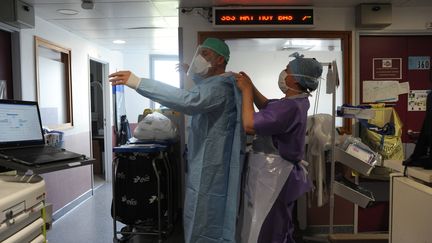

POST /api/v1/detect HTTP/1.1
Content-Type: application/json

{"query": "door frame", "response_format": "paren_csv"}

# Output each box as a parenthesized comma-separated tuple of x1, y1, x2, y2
(198, 30, 353, 133)
(88, 56, 113, 182)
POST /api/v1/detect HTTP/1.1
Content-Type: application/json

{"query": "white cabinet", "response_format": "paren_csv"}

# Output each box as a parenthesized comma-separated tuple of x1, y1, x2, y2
(0, 175, 46, 243)
(385, 160, 432, 243)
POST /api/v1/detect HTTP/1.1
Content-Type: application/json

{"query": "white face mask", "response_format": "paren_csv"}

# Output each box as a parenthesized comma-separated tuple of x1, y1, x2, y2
(278, 70, 289, 93)
(187, 54, 211, 80)
(278, 70, 307, 94)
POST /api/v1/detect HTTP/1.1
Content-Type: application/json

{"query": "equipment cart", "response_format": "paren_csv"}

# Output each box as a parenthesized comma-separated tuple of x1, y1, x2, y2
(112, 143, 174, 243)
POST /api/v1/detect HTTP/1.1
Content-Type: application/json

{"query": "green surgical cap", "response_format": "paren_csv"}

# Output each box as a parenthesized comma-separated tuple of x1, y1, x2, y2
(201, 38, 230, 62)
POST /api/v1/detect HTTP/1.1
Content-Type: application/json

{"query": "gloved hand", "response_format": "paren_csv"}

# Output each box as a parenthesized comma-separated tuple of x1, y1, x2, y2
(176, 63, 189, 73)
(108, 70, 140, 89)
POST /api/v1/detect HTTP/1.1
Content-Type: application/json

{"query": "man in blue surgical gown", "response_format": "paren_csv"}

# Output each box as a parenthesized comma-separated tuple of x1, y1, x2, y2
(109, 38, 245, 243)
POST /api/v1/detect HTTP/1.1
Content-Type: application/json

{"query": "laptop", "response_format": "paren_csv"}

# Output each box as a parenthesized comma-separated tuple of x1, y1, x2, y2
(0, 99, 84, 165)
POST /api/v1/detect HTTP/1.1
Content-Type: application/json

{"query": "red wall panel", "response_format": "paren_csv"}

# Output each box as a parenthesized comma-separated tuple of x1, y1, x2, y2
(360, 36, 432, 143)
(0, 30, 13, 99)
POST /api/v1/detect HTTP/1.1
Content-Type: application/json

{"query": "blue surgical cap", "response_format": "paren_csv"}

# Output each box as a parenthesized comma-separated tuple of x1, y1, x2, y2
(287, 52, 323, 91)
(201, 38, 230, 62)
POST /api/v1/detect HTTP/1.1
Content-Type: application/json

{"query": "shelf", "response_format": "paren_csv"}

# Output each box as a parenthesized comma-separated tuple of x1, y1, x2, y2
(333, 181, 375, 208)
(337, 106, 375, 120)
(0, 157, 94, 174)
(334, 147, 375, 175)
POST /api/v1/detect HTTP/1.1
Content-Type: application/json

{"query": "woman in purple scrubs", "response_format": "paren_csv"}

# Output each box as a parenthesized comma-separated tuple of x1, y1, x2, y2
(236, 53, 323, 243)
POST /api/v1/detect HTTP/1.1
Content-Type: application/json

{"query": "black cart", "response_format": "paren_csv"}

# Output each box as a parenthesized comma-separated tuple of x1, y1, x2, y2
(112, 144, 175, 243)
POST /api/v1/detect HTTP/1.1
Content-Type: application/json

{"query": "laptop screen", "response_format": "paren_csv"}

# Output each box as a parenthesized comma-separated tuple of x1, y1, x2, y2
(0, 100, 45, 148)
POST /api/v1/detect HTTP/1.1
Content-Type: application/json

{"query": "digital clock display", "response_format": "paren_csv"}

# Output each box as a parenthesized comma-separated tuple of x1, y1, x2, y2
(213, 7, 314, 27)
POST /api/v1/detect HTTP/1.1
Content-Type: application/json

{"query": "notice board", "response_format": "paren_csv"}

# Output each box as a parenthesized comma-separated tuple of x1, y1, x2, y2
(359, 36, 432, 143)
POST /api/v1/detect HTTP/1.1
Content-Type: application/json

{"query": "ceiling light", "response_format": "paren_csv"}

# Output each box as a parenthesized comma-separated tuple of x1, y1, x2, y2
(280, 46, 314, 51)
(281, 39, 319, 51)
(57, 9, 79, 15)
(113, 40, 126, 44)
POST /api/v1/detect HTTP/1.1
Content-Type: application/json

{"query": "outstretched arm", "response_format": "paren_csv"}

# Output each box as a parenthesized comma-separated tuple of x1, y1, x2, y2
(108, 70, 226, 115)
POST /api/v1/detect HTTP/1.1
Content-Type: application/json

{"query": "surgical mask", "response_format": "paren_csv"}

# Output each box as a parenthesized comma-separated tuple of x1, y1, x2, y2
(278, 70, 289, 93)
(278, 70, 309, 94)
(187, 54, 211, 81)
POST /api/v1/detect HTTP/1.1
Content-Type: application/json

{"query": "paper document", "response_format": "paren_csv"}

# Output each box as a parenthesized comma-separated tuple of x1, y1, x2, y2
(363, 80, 401, 103)
(398, 82, 410, 95)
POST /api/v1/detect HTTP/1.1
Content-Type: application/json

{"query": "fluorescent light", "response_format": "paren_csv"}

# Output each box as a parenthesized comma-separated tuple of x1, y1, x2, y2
(113, 40, 126, 44)
(57, 9, 79, 15)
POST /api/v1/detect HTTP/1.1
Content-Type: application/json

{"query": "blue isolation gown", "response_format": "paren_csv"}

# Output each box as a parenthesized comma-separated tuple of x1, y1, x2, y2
(134, 73, 245, 243)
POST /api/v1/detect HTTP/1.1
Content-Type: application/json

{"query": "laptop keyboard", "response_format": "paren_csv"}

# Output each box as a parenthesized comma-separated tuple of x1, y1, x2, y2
(1, 146, 63, 157)
(0, 146, 83, 165)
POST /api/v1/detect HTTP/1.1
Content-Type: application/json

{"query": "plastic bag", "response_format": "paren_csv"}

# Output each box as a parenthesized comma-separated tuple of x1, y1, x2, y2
(133, 111, 178, 142)
(118, 115, 131, 145)
(239, 153, 294, 243)
(360, 105, 404, 160)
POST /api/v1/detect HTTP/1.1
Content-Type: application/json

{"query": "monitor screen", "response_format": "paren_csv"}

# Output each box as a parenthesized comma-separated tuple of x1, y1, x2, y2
(0, 100, 45, 147)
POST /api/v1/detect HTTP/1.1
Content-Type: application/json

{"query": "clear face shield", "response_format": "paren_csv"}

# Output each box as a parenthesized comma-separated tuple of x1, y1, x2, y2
(186, 46, 212, 81)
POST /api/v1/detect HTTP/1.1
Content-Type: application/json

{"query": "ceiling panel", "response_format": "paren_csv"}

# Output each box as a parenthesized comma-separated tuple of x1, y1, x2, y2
(92, 2, 161, 18)
(53, 17, 168, 30)
(77, 28, 177, 38)
(29, 0, 432, 53)
(34, 3, 107, 19)
(153, 1, 179, 16)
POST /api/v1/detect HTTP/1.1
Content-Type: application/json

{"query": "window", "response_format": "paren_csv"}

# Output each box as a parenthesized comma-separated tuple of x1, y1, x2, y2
(150, 55, 179, 109)
(35, 36, 73, 129)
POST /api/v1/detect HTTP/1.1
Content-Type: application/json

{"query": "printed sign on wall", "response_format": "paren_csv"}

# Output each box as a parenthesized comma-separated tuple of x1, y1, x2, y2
(408, 90, 429, 111)
(408, 56, 430, 70)
(372, 58, 402, 80)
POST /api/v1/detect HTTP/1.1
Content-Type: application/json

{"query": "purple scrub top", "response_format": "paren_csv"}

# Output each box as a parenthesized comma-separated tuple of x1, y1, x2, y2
(253, 97, 310, 163)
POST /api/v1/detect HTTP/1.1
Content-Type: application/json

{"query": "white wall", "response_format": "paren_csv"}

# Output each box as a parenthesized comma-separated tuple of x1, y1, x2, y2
(122, 52, 152, 123)
(18, 16, 123, 155)
(122, 50, 179, 123)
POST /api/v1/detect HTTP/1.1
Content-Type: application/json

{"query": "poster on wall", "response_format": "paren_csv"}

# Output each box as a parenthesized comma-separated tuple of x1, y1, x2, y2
(372, 58, 402, 80)
(408, 90, 429, 111)
(363, 80, 409, 103)
(408, 56, 430, 70)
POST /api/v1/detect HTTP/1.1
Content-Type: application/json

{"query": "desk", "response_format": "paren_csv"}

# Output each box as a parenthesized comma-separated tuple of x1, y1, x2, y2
(0, 157, 94, 175)
(384, 160, 432, 243)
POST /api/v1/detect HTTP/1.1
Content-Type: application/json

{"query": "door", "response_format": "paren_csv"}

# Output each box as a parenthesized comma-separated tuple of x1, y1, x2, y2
(360, 36, 432, 148)
(89, 58, 112, 185)
(359, 35, 432, 232)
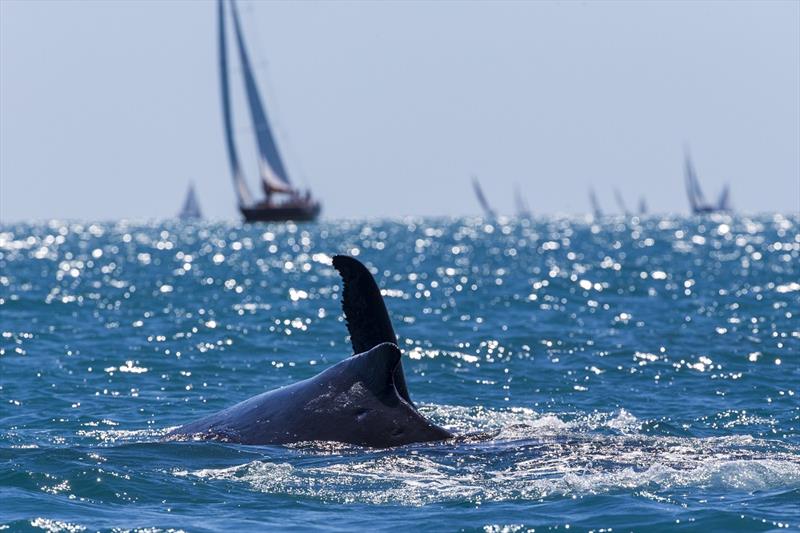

◆ What is needed: Each line of the data that includes "laptop" should be copied.

◆ Answer to the problem:
{"query": "laptop", "response_format": "paren_csv"}
{"query": "laptop screen", "response_format": "paren_csv"}
{"query": "laptop keyboard", "response_format": "paren_csv"}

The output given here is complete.